--- Begin DATA TO PROCESS ---

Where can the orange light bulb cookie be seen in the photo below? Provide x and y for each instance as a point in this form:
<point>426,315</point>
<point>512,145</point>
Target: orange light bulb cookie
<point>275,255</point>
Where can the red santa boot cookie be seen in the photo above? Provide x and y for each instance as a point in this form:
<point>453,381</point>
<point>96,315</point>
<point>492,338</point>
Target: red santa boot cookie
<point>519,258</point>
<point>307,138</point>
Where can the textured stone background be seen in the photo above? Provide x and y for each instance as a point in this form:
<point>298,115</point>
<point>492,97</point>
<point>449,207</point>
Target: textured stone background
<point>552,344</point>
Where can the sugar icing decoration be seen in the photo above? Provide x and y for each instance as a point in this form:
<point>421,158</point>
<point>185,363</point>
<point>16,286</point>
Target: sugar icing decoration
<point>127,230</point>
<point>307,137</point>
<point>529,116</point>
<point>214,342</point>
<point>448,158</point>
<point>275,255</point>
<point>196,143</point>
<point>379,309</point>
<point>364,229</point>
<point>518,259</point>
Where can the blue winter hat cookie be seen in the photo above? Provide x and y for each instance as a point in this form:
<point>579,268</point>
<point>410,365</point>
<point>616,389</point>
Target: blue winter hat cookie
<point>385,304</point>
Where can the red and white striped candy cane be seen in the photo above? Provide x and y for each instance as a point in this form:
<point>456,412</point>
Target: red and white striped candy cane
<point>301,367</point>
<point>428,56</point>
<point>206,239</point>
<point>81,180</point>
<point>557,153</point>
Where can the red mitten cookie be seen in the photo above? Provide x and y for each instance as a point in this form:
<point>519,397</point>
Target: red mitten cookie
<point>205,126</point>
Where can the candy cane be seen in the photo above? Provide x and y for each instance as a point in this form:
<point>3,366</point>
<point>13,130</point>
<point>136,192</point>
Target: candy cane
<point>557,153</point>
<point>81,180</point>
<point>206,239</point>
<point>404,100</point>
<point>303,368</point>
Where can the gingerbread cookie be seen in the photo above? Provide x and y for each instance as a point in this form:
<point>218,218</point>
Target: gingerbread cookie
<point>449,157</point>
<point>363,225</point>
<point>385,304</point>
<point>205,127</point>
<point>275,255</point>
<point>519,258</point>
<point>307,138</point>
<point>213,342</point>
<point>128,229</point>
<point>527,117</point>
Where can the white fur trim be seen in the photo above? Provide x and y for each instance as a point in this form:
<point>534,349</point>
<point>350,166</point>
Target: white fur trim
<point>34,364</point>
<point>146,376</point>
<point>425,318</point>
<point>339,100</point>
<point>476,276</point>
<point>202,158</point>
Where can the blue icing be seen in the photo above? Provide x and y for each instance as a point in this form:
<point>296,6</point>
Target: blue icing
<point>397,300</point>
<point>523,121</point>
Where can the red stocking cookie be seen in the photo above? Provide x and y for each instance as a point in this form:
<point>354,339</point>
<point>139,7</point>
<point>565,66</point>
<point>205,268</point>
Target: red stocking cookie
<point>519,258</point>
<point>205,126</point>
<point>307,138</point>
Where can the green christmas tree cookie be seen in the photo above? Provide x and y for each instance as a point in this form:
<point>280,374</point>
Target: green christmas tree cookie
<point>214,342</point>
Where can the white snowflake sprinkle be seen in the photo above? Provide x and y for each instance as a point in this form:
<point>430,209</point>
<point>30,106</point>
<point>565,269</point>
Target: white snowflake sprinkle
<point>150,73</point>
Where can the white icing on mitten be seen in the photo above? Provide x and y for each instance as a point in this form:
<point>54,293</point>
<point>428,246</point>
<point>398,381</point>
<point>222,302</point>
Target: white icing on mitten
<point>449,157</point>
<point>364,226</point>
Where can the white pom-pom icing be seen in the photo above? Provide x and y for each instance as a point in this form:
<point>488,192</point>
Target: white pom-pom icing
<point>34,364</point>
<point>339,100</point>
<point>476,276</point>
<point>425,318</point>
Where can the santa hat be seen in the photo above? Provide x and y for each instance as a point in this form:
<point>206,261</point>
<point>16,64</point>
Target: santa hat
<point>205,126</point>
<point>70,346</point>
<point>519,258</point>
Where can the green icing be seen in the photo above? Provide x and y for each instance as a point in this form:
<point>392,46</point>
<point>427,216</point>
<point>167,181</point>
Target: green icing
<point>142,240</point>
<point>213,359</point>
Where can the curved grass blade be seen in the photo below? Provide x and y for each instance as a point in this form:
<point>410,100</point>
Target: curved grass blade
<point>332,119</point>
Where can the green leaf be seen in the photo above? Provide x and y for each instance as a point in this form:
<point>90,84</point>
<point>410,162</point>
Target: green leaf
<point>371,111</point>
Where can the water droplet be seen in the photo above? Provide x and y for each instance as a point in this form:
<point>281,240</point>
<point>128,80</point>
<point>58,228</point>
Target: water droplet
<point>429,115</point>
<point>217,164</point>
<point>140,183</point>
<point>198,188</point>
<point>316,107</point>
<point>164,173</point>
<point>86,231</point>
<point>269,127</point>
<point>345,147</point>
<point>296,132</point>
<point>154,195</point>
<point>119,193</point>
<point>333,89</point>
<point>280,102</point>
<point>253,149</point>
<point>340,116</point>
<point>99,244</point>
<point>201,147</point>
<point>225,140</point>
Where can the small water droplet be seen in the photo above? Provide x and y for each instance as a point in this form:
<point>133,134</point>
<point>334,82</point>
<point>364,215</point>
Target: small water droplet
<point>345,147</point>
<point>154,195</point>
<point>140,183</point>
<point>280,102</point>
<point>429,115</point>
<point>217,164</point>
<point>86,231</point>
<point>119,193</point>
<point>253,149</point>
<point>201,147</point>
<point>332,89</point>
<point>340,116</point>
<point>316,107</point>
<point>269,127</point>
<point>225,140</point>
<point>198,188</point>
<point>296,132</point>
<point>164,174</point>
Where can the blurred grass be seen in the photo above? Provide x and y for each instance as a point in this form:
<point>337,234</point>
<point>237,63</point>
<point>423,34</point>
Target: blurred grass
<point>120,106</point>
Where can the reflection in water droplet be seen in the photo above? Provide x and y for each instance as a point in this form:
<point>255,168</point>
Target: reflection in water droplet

--- End DATA TO PROCESS ---

**WRITTEN INSTRUCTION**
Rewrite every line of the listing above as a Markdown table with the columns "No." and "Entry". Number the lines in order, one per row, and leave out blank lines.

**RESULT OF THE EXERCISE**
| No. | Entry |
|---|---|
| 1 | Where can the orange light bulb cookie be seen in the photo below? Provide x and y for each instance as a point in this form: |
| 2 | <point>426,315</point> |
| 3 | <point>512,145</point> |
| 4 | Target: orange light bulb cookie |
| 5 | <point>275,255</point> |
| 6 | Where can the red santa boot cookie be seen in the photo above? Provide x and y for each instance as a point in this form: |
| 7 | <point>453,381</point> |
| 8 | <point>96,315</point> |
| 9 | <point>492,338</point> |
| 10 | Target: red santa boot cookie |
| 11 | <point>519,258</point> |
| 12 | <point>307,138</point> |
| 13 | Where can the textured stone background be seen in the photo above? Provide x and y for each instance as a point in this form: |
| 14 | <point>298,115</point> |
| 15 | <point>492,97</point> |
| 16 | <point>449,207</point> |
| 17 | Target: textured stone background |
| 18 | <point>552,344</point> |
| 19 | Where can the sugar icing decoration be seen in the photo above? Provide x and y for each instance as a point in this form: |
| 20 | <point>421,158</point> |
| 21 | <point>185,363</point> |
| 22 | <point>16,286</point> |
| 23 | Target: sugar icing decoration |
| 24 | <point>127,230</point> |
| 25 | <point>307,137</point> |
| 26 | <point>529,116</point> |
| 27 | <point>214,342</point> |
| 28 | <point>448,158</point> |
| 29 | <point>275,255</point> |
| 30 | <point>196,143</point> |
| 31 | <point>379,309</point> |
| 32 | <point>364,229</point> |
| 33 | <point>518,259</point> |
| 34 | Where can the blue winter hat cookie be seen in the photo above? Provide x and y for each instance as a point in this form: |
| 35 | <point>579,268</point> |
| 36 | <point>410,365</point> |
| 37 | <point>616,389</point> |
| 38 | Target: blue winter hat cookie |
| 39 | <point>385,304</point> |
| 40 | Where can the red and white striped candy cane be seen in the photo above? Provide x and y for each instance as a point in this form: |
| 41 | <point>456,412</point> |
| 42 | Target: red and white striped candy cane |
| 43 | <point>301,367</point> |
| 44 | <point>428,56</point> |
| 45 | <point>206,239</point> |
| 46 | <point>81,180</point> |
| 47 | <point>557,153</point> |
| 48 | Where can the red mitten cookie be seen in the photo above? Provide x and y for each instance as a point in this form: |
| 49 | <point>519,397</point> |
| 50 | Target: red mitten cookie |
| 51 | <point>205,126</point> |
| 52 | Where can the candy cane be seen in the photo above? Provide x and y for each instance as a point in this form: |
| 53 | <point>3,366</point> |
| 54 | <point>13,130</point> |
| 55 | <point>136,192</point> |
| 56 | Target: candy cane |
| 57 | <point>557,153</point> |
| 58 | <point>81,180</point> |
| 59 | <point>206,239</point> |
| 60 | <point>404,100</point> |
| 61 | <point>303,368</point> |
| 62 | Where can the gingerbread cookie be seen in the photo above? Provide x and y for each instance as a point in this form: |
| 63 | <point>218,218</point> |
| 64 | Target: gingerbread cookie |
| 65 | <point>449,157</point> |
| 66 | <point>363,225</point> |
| 67 | <point>385,304</point> |
| 68 | <point>205,127</point> |
| 69 | <point>275,255</point> |
| 70 | <point>519,258</point> |
| 71 | <point>307,138</point> |
| 72 | <point>213,342</point> |
| 73 | <point>128,229</point> |
| 74 | <point>527,117</point> |
| 75 | Where can the white fur trim be seen in the photo above? Provide x and y for each instance as a point in this form: |
| 76 | <point>534,349</point> |
| 77 | <point>350,166</point> |
| 78 | Target: white fur trim |
| 79 | <point>34,364</point> |
| 80 | <point>146,376</point> |
| 81 | <point>425,318</point> |
| 82 | <point>339,100</point> |
| 83 | <point>476,276</point> |
| 84 | <point>202,158</point> |
| 85 | Where can the blue icing be seen in the photo above? Provide x and y for each instance as a point in this form: |
| 86 | <point>296,6</point> |
| 87 | Target: blue icing |
| 88 | <point>397,300</point> |
| 89 | <point>523,121</point> |
| 90 | Where can the red stocking cookie be seen in the photo above? Provide x and y for each instance as a point in this form: |
| 91 | <point>354,339</point> |
| 92 | <point>139,7</point> |
| 93 | <point>565,66</point> |
| 94 | <point>205,268</point> |
| 95 | Target: red stocking cookie |
| 96 | <point>519,258</point> |
| 97 | <point>205,126</point> |
| 98 | <point>307,138</point> |
| 99 | Where can the green christmas tree cookie be seen in the photo above? Provide x and y for each instance as a point in this form: |
| 100 | <point>280,374</point> |
| 101 | Target: green christmas tree cookie |
| 102 | <point>214,342</point> |
| 103 | Where can the white snowflake sprinkle be seen in the photo above? Provide x and y for each instance as a point in this form: |
| 104 | <point>430,209</point> |
| 105 | <point>30,106</point> |
| 106 | <point>565,269</point> |
| 107 | Target: white snowflake sprinkle |
| 108 | <point>150,73</point> |
| 109 | Where can the white icing on mitten be seen in the photo above? Provide x and y for each instance as a point in this form: |
| 110 | <point>54,293</point> |
| 111 | <point>428,246</point> |
| 112 | <point>398,381</point> |
| 113 | <point>222,302</point> |
| 114 | Target: white icing on mitten |
| 115 | <point>449,157</point> |
| 116 | <point>364,226</point> |
| 117 | Where can the white pom-pom icing be seen in the photo above? Provide x and y for each instance as a point in this form: |
| 118 | <point>488,192</point> |
| 119 | Target: white pom-pom icing |
| 120 | <point>34,364</point> |
| 121 | <point>339,100</point> |
| 122 | <point>476,276</point> |
| 123 | <point>425,318</point> |
| 124 | Where can the santa hat be seen in the photo above? Provide x and y for each instance as a point in this form: |
| 125 | <point>206,261</point> |
| 126 | <point>16,64</point> |
| 127 | Target: santa hat |
| 128 | <point>205,126</point> |
| 129 | <point>70,346</point> |
| 130 | <point>519,258</point> |
| 131 | Where can the green icing be seen in the photo above? Provide x and y for each instance as a point in this form: |
| 132 | <point>392,46</point> |
| 133 | <point>427,216</point> |
| 134 | <point>167,181</point> |
| 135 | Target: green icing |
| 136 | <point>142,240</point> |
| 137 | <point>213,359</point> |
| 138 | Where can the curved grass blade be seen in the photo below? Provide x and y for each instance as a point in this form: |
| 139 | <point>410,100</point> |
| 140 | Target: curved grass blade |
| 141 | <point>332,119</point> |
| 142 | Where can the green leaf be seen in the photo above? Provide x and y for each instance as a point in this form: |
| 143 | <point>90,84</point> |
| 144 | <point>410,162</point> |
| 145 | Target: green leaf |
| 146 | <point>371,111</point> |
| 147 | Where can the water droplet be seen in the photo above? Provide x and y for each instance as a point in this form: |
| 148 | <point>281,240</point> |
| 149 | <point>128,80</point> |
| 150 | <point>58,228</point> |
| 151 | Target: water droplet |
| 152 | <point>429,115</point> |
| 153 | <point>217,164</point> |
| 154 | <point>140,183</point> |
| 155 | <point>198,188</point> |
| 156 | <point>316,107</point> |
| 157 | <point>164,173</point> |
| 158 | <point>86,231</point> |
| 159 | <point>269,127</point> |
| 160 | <point>345,147</point> |
| 161 | <point>296,132</point> |
| 162 | <point>154,195</point> |
| 163 | <point>119,193</point> |
| 164 | <point>333,89</point> |
| 165 | <point>280,102</point> |
| 166 | <point>253,149</point> |
| 167 | <point>340,116</point> |
| 168 | <point>99,244</point> |
| 169 | <point>201,147</point> |
| 170 | <point>225,140</point> |
| 171 | Where can the small water droplet be seen in the photo above? Provide x and y for each instance as a point in this form: |
| 172 | <point>133,134</point> |
| 173 | <point>334,82</point> |
| 174 | <point>364,215</point> |
| 175 | Target: small water droplet |
| 176 | <point>345,147</point> |
| 177 | <point>154,195</point> |
| 178 | <point>140,183</point> |
| 179 | <point>280,102</point> |
| 180 | <point>429,115</point> |
| 181 | <point>217,164</point> |
| 182 | <point>86,231</point> |
| 183 | <point>119,193</point> |
| 184 | <point>253,149</point> |
| 185 | <point>201,147</point> |
| 186 | <point>332,89</point> |
| 187 | <point>340,116</point> |
| 188 | <point>316,107</point> |
| 189 | <point>269,127</point> |
| 190 | <point>225,140</point> |
| 191 | <point>198,188</point> |
| 192 | <point>296,132</point> |
| 193 | <point>164,174</point> |
| 194 | Where can the blurred grass be seen in the photo above? Provide x and y for each instance as a point in this form: |
| 195 | <point>337,234</point> |
| 196 | <point>237,63</point> |
| 197 | <point>423,34</point> |
| 198 | Target: blurred grass |
| 199 | <point>120,106</point> |
| 200 | Where can the reflection in water droplet be seen in the photo above? Provide x and y for each instance as a point in this form: |
| 201 | <point>255,168</point> |
| 202 | Target: reflection in water droplet |